What you have to do
Put every line of the records below into a Markdown table with two columns, Row and Line. Number the rows in order, and leave out any blank lines.

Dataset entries
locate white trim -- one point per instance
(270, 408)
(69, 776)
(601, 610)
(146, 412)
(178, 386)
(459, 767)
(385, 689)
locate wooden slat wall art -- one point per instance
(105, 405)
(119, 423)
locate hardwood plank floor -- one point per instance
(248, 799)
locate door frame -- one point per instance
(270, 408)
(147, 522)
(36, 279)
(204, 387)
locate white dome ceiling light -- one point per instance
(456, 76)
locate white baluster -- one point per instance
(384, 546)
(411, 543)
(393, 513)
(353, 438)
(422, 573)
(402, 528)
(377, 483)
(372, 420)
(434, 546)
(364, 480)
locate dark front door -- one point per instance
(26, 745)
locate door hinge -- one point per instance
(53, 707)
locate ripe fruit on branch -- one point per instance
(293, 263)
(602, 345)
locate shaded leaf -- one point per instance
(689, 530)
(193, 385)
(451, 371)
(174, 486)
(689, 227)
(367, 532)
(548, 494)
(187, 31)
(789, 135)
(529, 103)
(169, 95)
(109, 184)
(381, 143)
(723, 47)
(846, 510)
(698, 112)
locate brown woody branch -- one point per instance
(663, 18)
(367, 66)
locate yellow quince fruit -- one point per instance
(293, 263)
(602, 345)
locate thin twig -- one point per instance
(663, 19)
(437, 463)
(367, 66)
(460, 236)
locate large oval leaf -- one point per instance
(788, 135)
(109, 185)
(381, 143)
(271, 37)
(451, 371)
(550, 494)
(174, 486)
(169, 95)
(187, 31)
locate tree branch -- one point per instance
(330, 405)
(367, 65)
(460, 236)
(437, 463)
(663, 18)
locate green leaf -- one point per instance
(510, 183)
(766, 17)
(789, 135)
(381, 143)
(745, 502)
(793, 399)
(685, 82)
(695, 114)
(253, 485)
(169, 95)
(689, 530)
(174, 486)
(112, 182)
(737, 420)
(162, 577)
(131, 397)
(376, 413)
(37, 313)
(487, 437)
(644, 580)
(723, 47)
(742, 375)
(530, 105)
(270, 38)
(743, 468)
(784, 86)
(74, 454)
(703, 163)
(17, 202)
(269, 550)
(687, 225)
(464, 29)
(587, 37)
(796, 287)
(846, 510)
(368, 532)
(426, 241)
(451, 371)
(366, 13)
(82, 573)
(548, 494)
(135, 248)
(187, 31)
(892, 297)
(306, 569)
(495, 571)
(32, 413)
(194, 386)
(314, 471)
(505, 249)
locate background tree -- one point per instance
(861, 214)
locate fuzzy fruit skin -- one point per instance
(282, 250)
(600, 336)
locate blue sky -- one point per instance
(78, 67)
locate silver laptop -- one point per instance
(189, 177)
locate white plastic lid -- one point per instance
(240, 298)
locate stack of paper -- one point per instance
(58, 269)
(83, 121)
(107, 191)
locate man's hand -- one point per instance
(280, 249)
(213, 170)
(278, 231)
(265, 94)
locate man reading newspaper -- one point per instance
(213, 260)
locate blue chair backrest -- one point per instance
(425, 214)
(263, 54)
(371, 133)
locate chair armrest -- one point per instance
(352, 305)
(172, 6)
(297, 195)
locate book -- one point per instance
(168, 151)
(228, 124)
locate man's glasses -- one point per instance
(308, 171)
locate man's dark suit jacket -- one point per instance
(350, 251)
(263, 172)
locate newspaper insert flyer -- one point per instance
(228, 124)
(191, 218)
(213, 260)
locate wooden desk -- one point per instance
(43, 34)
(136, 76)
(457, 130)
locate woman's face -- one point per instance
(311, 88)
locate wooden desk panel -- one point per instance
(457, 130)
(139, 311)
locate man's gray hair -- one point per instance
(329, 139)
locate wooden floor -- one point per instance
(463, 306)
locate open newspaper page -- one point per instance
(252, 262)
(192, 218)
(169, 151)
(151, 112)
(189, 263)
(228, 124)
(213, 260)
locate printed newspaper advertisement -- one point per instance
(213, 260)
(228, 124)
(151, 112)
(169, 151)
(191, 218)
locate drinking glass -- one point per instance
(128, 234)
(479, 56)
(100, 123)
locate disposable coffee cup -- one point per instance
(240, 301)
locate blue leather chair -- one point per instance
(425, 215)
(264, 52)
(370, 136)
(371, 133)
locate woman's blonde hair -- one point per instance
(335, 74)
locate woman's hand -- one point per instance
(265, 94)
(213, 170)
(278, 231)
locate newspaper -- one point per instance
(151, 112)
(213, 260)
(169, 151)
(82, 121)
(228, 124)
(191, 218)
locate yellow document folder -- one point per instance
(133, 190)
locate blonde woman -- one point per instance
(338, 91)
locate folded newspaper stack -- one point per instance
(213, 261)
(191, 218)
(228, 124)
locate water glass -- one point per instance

Correct result
| Row | Line |
|---|---|
| 1 | locate white trim -- one point per instance |
| 2 | (270, 408) |
| 3 | (69, 776) |
| 4 | (601, 610) |
| 5 | (146, 412) |
| 6 | (178, 386) |
| 7 | (459, 767) |
| 8 | (385, 689) |
| 9 | locate wooden slat wall art -- one point per instance |
| 10 | (105, 405) |
| 11 | (119, 423) |
| 12 | locate hardwood plank floor -- one point per instance |
| 13 | (248, 799) |
| 14 | locate door frame -- one point per instance |
| 15 | (270, 408) |
| 16 | (147, 522) |
| 17 | (36, 279) |
| 18 | (204, 387) |
| 19 | locate white dome ceiling light -- one point per instance |
| 20 | (456, 76) |
| 21 | locate white baluster -- one point per instance |
| 22 | (384, 546) |
| 23 | (411, 543) |
| 24 | (393, 513) |
| 25 | (353, 438) |
| 26 | (422, 573) |
| 27 | (402, 528) |
| 28 | (377, 483) |
| 29 | (372, 420) |
| 30 | (434, 546) |
| 31 | (364, 480) |
| 32 | locate dark front door -- one point per instance |
| 33 | (26, 745) |
| 34 | locate door hinge -- one point per instance |
| 35 | (53, 707) |
| 36 | locate ripe fruit on branch -- one point per instance |
| 37 | (293, 263) |
| 38 | (602, 345) |
| 39 | locate shaded leaf -- one point per instance |
| 40 | (689, 530) |
| 41 | (193, 385) |
| 42 | (451, 371) |
| 43 | (174, 486) |
| 44 | (689, 227) |
| 45 | (367, 532) |
| 46 | (548, 494) |
| 47 | (187, 31) |
| 48 | (789, 135) |
| 49 | (529, 103) |
| 50 | (169, 95) |
| 51 | (109, 184) |
| 52 | (381, 143) |
| 53 | (723, 47) |
| 54 | (846, 510) |
| 55 | (698, 112) |
| 56 | locate brown woody branch -- one point per instance |
| 57 | (663, 18) |
| 58 | (367, 66) |
| 59 | locate yellow quince fruit -- one point per instance |
| 60 | (293, 263) |
| 61 | (602, 345) |
| 62 | locate thin twig -- one point per instance |
| 63 | (663, 19) |
| 64 | (437, 463) |
| 65 | (367, 66) |
| 66 | (460, 236) |
| 67 | locate large oval leaf -- one point per instance |
| 68 | (788, 135) |
| 69 | (109, 185) |
| 70 | (381, 143) |
| 71 | (271, 37) |
| 72 | (451, 371) |
| 73 | (550, 494) |
| 74 | (174, 486) |
| 75 | (169, 95) |
| 76 | (187, 31) |
| 77 | locate tree branch -- one point per instance |
| 78 | (330, 405) |
| 79 | (367, 65) |
| 80 | (460, 236) |
| 81 | (437, 463) |
| 82 | (663, 18) |
| 83 | locate green leaf -- one point per instance |
| 84 | (510, 183) |
| 85 | (766, 17) |
| 86 | (789, 135) |
| 87 | (381, 143) |
| 88 | (745, 502) |
| 89 | (793, 399) |
| 90 | (685, 82) |
| 91 | (695, 114) |
| 92 | (253, 485) |
| 93 | (169, 95) |
| 94 | (689, 530) |
| 95 | (174, 486) |
| 96 | (112, 182) |
| 97 | (737, 420) |
| 98 | (162, 577) |
| 99 | (131, 397) |
| 100 | (376, 413) |
| 101 | (37, 313) |
| 102 | (487, 437) |
| 103 | (644, 580) |
| 104 | (723, 47) |
| 105 | (742, 375) |
| 106 | (530, 105) |
| 107 | (270, 38) |
| 108 | (743, 468) |
| 109 | (784, 86) |
| 110 | (74, 454) |
| 111 | (703, 163) |
| 112 | (17, 202) |
| 113 | (269, 550) |
| 114 | (687, 225) |
| 115 | (464, 29) |
| 116 | (587, 37) |
| 117 | (796, 287) |
| 118 | (846, 510) |
| 119 | (368, 532) |
| 120 | (426, 241) |
| 121 | (451, 371) |
| 122 | (366, 13) |
| 123 | (82, 573) |
| 124 | (548, 494) |
| 125 | (135, 248) |
| 126 | (187, 31) |
| 127 | (892, 297) |
| 128 | (306, 569) |
| 129 | (495, 571) |
| 130 | (32, 413) |
| 131 | (194, 386) |
| 132 | (314, 471) |
| 133 | (505, 249) |
| 134 | locate background tree -- one point per instance |
| 135 | (861, 214) |
| 136 | locate fuzzy fruit skin -- one point per instance |
| 137 | (282, 250) |
| 138 | (600, 336) |
| 139 | locate blue sky -- one point per instance |
| 140 | (78, 67) |
| 141 | locate silver laptop -- one point per instance |
| 142 | (189, 177) |
| 143 | locate white plastic lid -- one point per instance |
| 144 | (240, 298) |
| 145 | locate stack of paper -- one point per instance |
| 146 | (58, 269) |
| 147 | (83, 121) |
| 148 | (107, 191) |
| 149 | locate man's hand -- one point per instance |
| 150 | (280, 249) |
| 151 | (213, 170) |
| 152 | (278, 231) |
| 153 | (265, 94) |
| 154 | locate man reading newspaper -- one point per instance |
| 155 | (213, 260) |
| 156 | locate blue chair backrest -- one point per instance |
| 157 | (425, 214) |
| 158 | (263, 54) |
| 159 | (371, 133) |
| 160 | locate chair armrest -- one point per instance |
| 161 | (352, 305) |
| 162 | (172, 6) |
| 163 | (297, 195) |
| 164 | locate book -- one point per instance |
| 165 | (168, 151) |
| 166 | (228, 124) |
| 167 | locate man's glasses -- one point per instance |
| 168 | (308, 171) |
| 169 | locate man's dark suit jacket -- one point per instance |
| 170 | (350, 251) |
| 171 | (263, 172) |
| 172 | locate newspaper insert flyer -- one point per instance |
| 173 | (228, 124) |
| 174 | (191, 218) |
| 175 | (213, 260) |
| 176 | locate wooden desk -- one point per instance |
| 177 | (43, 34) |
| 178 | (136, 76) |
| 179 | (457, 130) |
| 180 | locate woman's face -- one point per instance |
| 181 | (311, 88) |
| 182 | locate wooden desk panel -- one point per instance |
| 183 | (457, 130) |
| 184 | (139, 311) |
| 185 | locate man's gray hair -- one point per instance |
| 186 | (329, 139) |
| 187 | locate wooden floor -- one point per instance |
| 188 | (463, 306) |
| 189 | locate open newspaper page -- one point per instance |
| 190 | (252, 262) |
| 191 | (192, 218) |
| 192 | (169, 151) |
| 193 | (151, 112) |
| 194 | (189, 263) |
| 195 | (228, 124) |
| 196 | (213, 260) |
| 197 | locate printed newspaper advertisement -- one point per instance |
| 198 | (213, 260) |
| 199 | (228, 124) |
| 200 | (151, 112) |
| 201 | (169, 151) |
| 202 | (191, 218) |
| 203 | locate drinking glass -- one point per instance |
| 204 | (128, 234) |
| 205 | (479, 56) |
| 206 | (100, 123) |
| 207 | locate disposable coffee cup -- one point per instance |
| 208 | (240, 301) |
| 209 | locate blue leather chair -- one point per instance |
| 210 | (425, 215) |
| 211 | (264, 52) |
| 212 | (370, 136) |
| 213 | (371, 133) |
| 214 | locate woman's blonde hair -- one point per instance |
| 215 | (335, 74) |
| 216 | locate woman's hand -- one point per instance |
| 217 | (265, 94) |
| 218 | (213, 170) |
| 219 | (278, 231) |
| 220 | locate newspaper -- one point per instance |
| 221 | (151, 112) |
| 222 | (213, 260) |
| 223 | (169, 151) |
| 224 | (82, 121) |
| 225 | (228, 124) |
| 226 | (191, 218) |
| 227 | locate yellow document folder -- one point per instance |
| 228 | (133, 190) |
| 229 | locate blonde woman -- one point per instance |
| 230 | (338, 91) |
| 231 | locate folded newspaper stack -- one point per instance |
| 232 | (213, 261) |
| 233 | (191, 218) |
| 234 | (228, 124) |
| 235 | locate water glass -- one point per instance |